▶ [Stored records]
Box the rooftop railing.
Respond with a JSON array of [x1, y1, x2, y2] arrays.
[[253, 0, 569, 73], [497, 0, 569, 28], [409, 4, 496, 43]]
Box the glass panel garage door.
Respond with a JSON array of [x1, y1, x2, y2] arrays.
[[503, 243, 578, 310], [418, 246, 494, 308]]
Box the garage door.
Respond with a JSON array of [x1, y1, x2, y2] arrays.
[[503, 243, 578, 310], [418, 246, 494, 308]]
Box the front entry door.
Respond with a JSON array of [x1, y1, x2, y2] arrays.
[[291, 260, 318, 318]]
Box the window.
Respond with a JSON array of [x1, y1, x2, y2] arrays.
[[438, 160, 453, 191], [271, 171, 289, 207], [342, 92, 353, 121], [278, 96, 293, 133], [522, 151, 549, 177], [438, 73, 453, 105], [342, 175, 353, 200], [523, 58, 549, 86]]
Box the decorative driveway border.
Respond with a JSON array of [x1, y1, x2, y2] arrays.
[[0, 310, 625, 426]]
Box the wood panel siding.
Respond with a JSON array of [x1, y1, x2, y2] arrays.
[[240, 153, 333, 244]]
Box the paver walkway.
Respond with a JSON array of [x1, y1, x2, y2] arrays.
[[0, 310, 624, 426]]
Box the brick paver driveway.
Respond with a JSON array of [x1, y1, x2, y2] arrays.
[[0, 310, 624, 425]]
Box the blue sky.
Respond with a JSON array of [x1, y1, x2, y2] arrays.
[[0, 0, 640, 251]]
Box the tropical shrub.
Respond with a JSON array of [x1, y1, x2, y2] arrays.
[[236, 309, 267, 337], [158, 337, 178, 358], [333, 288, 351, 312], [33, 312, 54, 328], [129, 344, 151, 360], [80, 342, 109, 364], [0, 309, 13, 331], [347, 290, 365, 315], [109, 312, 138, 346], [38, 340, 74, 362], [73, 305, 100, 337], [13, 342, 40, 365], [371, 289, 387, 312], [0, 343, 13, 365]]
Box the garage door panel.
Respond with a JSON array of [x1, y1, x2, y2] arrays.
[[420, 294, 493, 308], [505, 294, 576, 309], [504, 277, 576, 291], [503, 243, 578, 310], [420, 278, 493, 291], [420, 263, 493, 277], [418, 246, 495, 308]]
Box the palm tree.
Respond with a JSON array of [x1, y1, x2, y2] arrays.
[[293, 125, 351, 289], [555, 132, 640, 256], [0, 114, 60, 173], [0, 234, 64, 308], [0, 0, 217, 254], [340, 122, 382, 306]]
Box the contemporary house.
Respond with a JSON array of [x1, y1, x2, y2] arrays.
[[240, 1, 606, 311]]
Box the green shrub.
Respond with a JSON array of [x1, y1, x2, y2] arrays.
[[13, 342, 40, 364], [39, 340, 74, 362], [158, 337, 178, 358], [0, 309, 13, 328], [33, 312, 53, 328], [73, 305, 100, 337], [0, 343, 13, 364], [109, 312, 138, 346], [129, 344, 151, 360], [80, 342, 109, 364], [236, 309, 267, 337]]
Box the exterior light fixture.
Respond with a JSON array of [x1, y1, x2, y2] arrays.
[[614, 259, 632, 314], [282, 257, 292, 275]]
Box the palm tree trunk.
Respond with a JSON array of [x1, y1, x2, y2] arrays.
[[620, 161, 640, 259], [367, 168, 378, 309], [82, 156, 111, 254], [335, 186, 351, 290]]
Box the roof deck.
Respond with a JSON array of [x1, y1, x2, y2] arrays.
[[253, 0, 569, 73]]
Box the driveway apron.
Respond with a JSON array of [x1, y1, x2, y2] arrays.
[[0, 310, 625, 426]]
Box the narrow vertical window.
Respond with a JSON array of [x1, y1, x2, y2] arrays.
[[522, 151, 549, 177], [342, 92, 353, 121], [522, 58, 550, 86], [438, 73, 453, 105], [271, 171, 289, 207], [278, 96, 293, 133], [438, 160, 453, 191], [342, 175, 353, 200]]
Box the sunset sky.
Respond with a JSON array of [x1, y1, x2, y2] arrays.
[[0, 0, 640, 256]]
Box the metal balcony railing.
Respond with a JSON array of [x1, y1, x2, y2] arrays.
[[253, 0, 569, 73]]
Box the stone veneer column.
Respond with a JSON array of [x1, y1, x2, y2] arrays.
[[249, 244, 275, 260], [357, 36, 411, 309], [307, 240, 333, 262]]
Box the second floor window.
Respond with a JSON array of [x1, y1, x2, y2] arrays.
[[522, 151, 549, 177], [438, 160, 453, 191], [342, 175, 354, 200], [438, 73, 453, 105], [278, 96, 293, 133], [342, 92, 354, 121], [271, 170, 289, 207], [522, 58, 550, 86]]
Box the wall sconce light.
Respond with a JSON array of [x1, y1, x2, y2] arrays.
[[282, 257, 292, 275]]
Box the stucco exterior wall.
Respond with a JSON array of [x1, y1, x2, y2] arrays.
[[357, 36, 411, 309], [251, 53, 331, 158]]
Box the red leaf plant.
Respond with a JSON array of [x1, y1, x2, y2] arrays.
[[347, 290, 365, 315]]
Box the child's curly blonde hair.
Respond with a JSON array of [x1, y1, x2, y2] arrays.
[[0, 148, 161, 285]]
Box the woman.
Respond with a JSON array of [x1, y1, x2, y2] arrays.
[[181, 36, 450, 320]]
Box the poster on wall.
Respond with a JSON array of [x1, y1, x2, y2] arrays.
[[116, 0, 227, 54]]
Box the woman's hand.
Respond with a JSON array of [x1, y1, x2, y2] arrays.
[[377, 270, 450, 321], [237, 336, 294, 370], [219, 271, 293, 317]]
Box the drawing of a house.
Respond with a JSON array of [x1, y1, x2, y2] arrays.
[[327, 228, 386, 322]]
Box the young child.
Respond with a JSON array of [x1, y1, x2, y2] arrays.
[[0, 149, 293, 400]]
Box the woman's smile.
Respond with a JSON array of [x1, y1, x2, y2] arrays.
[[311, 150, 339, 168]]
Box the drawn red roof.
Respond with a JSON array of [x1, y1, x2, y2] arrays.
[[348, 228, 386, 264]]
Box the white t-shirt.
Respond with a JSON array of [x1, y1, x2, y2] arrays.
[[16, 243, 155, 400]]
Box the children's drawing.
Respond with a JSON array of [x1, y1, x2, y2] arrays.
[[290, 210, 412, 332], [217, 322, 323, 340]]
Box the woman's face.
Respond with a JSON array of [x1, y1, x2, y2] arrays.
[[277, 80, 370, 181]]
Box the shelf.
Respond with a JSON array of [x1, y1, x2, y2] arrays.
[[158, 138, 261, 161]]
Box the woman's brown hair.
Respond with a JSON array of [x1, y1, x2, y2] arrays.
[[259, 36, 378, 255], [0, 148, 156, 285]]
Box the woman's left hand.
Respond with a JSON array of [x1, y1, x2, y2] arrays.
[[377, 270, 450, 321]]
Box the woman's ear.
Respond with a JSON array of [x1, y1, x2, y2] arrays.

---

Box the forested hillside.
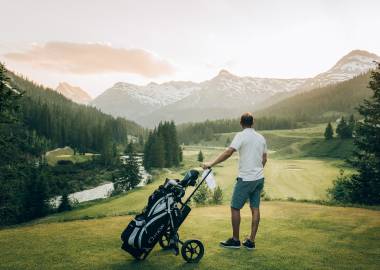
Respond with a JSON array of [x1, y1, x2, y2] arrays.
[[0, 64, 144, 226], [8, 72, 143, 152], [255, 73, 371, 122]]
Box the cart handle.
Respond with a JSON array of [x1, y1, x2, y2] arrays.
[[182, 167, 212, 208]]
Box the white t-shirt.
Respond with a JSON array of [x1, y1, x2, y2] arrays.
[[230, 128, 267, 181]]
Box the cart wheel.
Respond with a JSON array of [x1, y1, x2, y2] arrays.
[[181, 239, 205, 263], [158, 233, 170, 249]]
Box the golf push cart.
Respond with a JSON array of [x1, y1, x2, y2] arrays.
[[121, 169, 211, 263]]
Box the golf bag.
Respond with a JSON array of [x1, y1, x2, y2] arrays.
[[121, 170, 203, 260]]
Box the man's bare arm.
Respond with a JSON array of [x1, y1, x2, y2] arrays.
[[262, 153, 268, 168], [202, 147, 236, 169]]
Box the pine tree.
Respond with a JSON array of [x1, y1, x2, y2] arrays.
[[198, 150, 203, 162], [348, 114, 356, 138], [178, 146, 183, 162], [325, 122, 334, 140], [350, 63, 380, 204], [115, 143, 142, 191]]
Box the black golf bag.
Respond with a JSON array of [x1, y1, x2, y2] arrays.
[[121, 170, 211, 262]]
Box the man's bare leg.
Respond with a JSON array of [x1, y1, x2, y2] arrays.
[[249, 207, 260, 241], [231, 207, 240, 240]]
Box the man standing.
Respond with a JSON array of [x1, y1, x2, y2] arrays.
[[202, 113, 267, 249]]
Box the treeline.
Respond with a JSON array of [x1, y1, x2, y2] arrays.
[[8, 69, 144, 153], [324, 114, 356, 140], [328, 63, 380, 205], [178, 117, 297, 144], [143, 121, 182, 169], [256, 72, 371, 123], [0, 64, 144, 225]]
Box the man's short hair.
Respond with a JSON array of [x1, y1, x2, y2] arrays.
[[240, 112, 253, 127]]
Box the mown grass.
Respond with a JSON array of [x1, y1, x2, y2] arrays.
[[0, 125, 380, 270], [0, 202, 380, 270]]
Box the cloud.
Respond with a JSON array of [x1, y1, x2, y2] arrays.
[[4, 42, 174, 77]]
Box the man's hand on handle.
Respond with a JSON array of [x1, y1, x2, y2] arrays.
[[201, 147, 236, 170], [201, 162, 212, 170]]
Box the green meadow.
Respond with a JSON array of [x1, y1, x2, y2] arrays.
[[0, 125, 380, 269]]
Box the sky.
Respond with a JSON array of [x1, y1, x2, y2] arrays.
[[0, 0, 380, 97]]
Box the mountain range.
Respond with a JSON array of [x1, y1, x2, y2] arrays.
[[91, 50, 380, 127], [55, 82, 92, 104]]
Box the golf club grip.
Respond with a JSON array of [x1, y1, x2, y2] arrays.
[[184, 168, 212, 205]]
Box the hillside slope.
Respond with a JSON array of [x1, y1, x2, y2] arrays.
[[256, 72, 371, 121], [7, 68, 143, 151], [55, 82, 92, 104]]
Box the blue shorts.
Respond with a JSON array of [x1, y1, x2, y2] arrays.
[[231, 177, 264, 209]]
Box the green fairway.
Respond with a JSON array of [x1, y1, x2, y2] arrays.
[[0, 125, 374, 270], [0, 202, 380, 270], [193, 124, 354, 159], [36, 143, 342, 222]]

▶ [Task to complete]
Rewrite the records starting with the line that contains "Box the man's short hair." and going on through the line that contains "[[231, 177, 264, 209]]", with "mown grass" replaced by "cut grass" and everything else left unchanged. Give only those lines.

▶ [Result for this exercise]
Box the man's short hair.
Respond with a JSON array of [x1, y1, x2, y2] arrays.
[[240, 112, 253, 127]]
Box the cut grass.
Respond with a JSON array of [x1, y1, x2, y2] arrays.
[[0, 125, 380, 270], [0, 202, 380, 270]]
Box the cloud.
Respond with a JSON array of [x1, y1, x2, y2] arrays.
[[4, 42, 174, 77]]
Box the man's hand on handle.
Respond with a JSON array of [x1, y1, x2, y2] arrays.
[[201, 147, 236, 170], [201, 162, 212, 170]]
Box the green meadow.
Respond with a JSON array of [x1, y1, x2, y2] arrays.
[[0, 125, 380, 269]]
Box the sky.
Respond with a JSON array of [x1, y1, x2, y2] arrays.
[[0, 0, 380, 97]]
Box the mountain range.
Respond with a JSON array of [x1, y1, x2, y2] arrays.
[[91, 50, 380, 127], [55, 82, 92, 104]]
Box the golf club grip.
Respond with a JSON array of [x1, y1, x2, y2] arrays.
[[184, 168, 212, 205]]
Box the hillside slope.
Respond with a JSON array of [x1, y1, x2, y2] arrays.
[[256, 72, 371, 121], [7, 68, 143, 151], [55, 82, 92, 104]]
Box the blue shorts.
Respond with a JSON array of [x1, y1, x2, y2] arrays.
[[231, 177, 264, 209]]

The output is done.